[GOAL]:
Which lines of the data below contain the word "instance"? Pull out each of those lines and copy it in full.

Extracted records
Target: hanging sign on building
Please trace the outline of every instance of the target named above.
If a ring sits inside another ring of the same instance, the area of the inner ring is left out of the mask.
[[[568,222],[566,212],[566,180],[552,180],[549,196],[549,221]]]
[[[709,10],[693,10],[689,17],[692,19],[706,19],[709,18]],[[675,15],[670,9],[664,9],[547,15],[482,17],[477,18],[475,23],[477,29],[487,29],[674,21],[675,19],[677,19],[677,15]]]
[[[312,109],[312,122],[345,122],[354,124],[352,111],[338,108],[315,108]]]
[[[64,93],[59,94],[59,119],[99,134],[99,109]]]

[WRITTEN REPLY]:
Please trace the outline of every instance of the target named above.
If a ring sits inside another ring of the same instance, the area of the inner ring is left out of the mask.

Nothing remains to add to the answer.